- **STATED PROBLEM**
Output the lines of the material verbatim, starting at the line containing "wanted | a marker on every instance of the hiking" and ending at the line containing "<point>473,317</point>", both lines included.

* begin TASK DATA *

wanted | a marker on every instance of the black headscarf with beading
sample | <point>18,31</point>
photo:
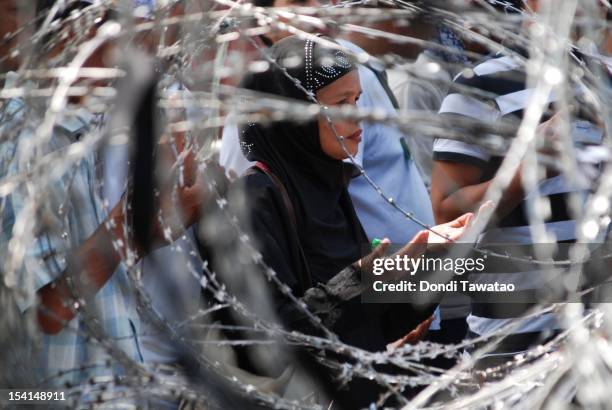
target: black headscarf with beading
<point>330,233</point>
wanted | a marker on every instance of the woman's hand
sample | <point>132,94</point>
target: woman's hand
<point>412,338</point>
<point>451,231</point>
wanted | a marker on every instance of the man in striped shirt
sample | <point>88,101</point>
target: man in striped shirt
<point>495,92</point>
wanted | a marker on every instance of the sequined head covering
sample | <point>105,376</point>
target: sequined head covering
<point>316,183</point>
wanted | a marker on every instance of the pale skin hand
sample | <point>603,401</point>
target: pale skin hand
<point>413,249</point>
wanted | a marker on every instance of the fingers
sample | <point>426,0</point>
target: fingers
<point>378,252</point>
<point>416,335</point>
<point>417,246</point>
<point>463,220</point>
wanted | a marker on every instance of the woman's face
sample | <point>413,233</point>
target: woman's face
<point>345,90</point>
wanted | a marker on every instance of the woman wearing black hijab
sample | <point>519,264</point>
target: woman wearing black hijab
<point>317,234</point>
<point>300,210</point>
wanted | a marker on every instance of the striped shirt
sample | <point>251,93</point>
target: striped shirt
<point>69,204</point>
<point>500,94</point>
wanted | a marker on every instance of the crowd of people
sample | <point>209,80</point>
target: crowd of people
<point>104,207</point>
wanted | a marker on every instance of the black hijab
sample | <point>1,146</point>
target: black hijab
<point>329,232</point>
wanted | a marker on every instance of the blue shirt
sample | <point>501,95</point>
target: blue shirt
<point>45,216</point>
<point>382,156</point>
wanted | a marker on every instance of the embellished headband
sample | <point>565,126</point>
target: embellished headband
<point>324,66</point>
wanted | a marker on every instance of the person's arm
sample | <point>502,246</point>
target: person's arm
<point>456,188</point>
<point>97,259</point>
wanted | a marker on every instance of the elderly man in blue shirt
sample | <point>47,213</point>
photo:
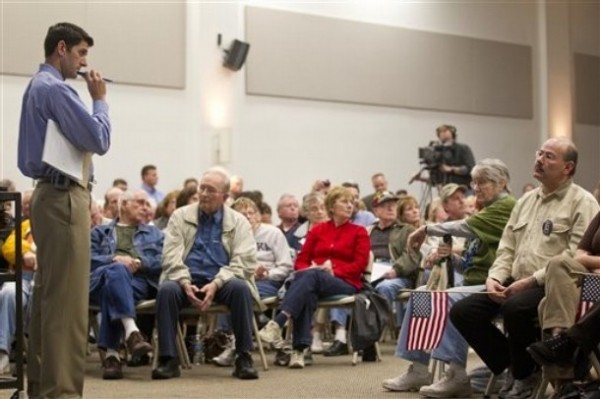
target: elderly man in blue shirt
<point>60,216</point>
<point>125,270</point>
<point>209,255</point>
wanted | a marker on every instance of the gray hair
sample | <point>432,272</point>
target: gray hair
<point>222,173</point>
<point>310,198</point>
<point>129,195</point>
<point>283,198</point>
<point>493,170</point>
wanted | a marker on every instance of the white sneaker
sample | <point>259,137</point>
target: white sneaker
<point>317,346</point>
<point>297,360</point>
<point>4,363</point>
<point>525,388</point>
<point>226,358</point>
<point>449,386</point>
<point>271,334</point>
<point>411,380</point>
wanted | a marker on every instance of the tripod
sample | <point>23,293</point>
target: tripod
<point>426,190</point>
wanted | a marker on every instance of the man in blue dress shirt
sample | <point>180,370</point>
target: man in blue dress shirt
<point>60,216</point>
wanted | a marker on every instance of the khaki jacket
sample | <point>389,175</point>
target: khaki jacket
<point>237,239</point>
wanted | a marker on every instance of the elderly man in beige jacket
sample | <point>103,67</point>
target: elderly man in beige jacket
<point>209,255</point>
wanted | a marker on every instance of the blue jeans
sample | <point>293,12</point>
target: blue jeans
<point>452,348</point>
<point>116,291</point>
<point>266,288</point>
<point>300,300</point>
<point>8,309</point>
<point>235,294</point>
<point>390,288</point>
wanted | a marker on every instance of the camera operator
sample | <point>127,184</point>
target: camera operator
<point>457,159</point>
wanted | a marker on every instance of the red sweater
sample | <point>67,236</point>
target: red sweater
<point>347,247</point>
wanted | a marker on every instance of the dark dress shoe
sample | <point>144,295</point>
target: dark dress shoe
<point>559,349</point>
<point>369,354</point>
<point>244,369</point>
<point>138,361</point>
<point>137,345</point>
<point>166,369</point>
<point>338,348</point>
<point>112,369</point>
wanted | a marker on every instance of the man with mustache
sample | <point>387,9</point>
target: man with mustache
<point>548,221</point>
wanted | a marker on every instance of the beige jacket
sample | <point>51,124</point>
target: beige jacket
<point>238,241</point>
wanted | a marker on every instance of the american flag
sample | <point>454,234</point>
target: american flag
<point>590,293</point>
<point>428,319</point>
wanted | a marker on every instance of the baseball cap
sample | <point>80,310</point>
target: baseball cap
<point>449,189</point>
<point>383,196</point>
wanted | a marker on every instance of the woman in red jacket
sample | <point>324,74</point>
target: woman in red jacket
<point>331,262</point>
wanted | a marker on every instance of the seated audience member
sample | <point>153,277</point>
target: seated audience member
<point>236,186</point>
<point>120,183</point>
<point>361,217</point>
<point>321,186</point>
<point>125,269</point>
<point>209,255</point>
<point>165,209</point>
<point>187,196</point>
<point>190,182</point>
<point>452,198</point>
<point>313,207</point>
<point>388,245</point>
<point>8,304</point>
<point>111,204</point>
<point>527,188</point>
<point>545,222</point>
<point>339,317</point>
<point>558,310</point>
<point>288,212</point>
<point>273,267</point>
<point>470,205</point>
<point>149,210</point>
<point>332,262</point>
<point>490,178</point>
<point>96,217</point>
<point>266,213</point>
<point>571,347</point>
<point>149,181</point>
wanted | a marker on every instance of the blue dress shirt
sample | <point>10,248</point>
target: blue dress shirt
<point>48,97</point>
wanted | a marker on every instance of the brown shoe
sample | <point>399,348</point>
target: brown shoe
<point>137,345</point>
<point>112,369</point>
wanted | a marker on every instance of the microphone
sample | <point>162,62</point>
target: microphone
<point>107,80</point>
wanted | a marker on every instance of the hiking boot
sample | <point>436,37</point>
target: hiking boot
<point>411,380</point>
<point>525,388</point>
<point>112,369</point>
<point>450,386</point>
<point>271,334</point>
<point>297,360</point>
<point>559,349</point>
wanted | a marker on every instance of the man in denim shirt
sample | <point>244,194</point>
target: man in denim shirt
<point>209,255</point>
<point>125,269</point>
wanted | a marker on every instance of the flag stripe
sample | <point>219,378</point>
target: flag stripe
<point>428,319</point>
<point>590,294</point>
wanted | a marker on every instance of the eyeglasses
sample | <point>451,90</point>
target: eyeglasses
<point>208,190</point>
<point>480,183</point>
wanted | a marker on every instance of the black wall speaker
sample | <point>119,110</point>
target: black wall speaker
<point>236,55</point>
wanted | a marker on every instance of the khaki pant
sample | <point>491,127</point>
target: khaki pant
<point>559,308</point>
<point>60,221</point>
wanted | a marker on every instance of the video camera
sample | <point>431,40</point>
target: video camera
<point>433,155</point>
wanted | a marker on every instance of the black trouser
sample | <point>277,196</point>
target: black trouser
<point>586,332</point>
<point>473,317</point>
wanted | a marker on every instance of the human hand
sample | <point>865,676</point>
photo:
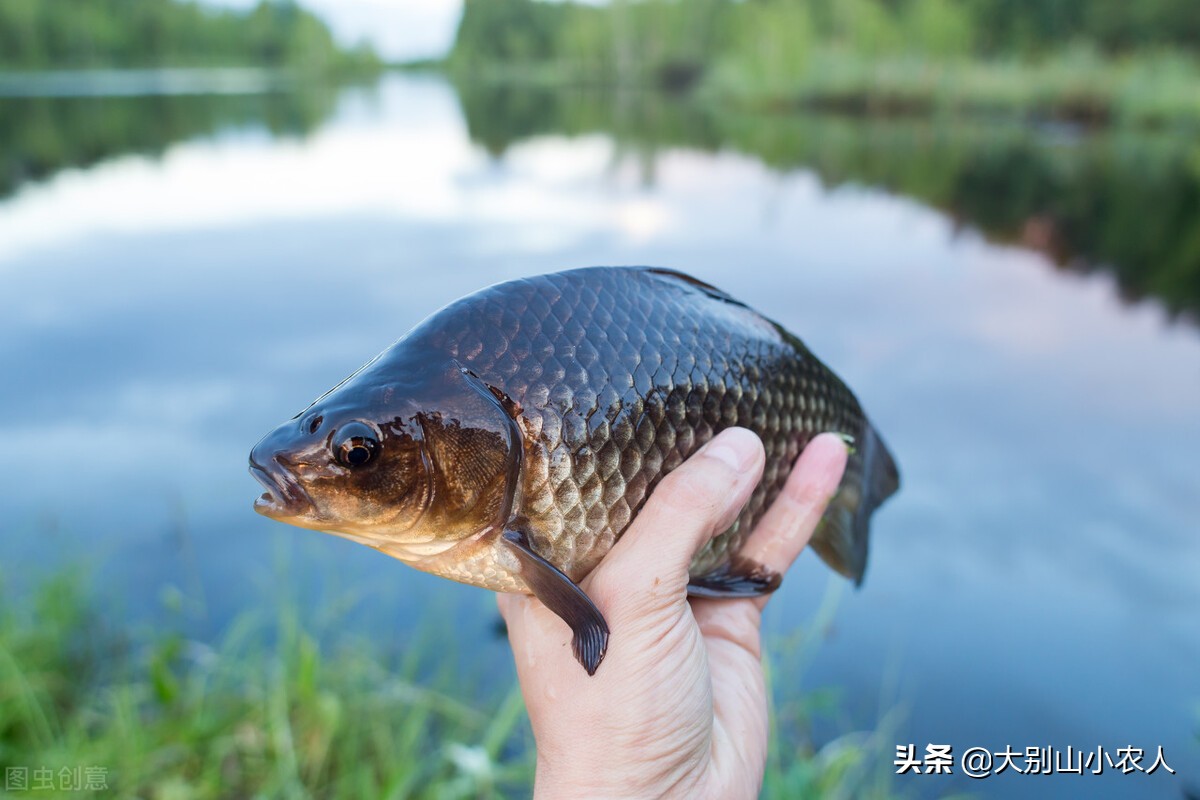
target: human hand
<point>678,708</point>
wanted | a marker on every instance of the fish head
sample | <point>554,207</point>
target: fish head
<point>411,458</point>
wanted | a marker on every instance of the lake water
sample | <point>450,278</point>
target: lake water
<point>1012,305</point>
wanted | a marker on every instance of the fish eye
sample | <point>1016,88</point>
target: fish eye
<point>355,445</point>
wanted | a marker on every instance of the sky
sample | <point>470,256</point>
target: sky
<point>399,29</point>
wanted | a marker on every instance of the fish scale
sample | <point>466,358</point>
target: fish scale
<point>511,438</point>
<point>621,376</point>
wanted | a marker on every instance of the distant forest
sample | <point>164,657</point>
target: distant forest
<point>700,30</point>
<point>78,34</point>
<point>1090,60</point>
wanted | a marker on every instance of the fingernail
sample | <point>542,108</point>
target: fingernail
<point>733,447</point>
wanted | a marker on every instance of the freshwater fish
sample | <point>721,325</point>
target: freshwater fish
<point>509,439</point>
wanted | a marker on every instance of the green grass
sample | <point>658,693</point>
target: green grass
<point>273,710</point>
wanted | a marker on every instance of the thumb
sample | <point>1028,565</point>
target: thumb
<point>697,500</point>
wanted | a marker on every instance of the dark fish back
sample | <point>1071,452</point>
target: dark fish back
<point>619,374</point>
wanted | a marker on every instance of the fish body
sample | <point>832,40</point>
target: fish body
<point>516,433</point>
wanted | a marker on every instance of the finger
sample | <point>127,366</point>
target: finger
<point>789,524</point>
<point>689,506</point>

* end TASK DATA *

- **ANSWER FOR THIS EXERCISE**
wanted | a marker on every instance of the hiking boot
sample | <point>436,37</point>
target: hiking boot
<point>411,380</point>
<point>525,388</point>
<point>112,369</point>
<point>450,386</point>
<point>271,334</point>
<point>297,360</point>
<point>559,349</point>
wanted | a marker on every instance of the man in denim shirt
sample | <point>244,194</point>
target: man in denim shirt
<point>209,255</point>
<point>125,269</point>
wanted | a marker on every instance of the flag stripe
sample | <point>219,378</point>
target: flag stripe
<point>428,319</point>
<point>590,294</point>
wanted | a marker on every instance of the eyeglasses
sample | <point>451,90</point>
target: eyeglasses
<point>208,190</point>
<point>480,183</point>
wanted | a marker on every instance of the black wall speaker
sample | <point>119,110</point>
target: black wall speaker
<point>236,55</point>
wanted | a marker on every instance of the khaki pant
sample | <point>491,127</point>
target: khaki pant
<point>559,308</point>
<point>60,221</point>
wanted | a marker on every instance of the video camera
sample | <point>431,40</point>
target: video camera
<point>433,155</point>
wanted | a marker on every instance of the black trouser
sample | <point>277,196</point>
target: black trouser
<point>586,332</point>
<point>473,317</point>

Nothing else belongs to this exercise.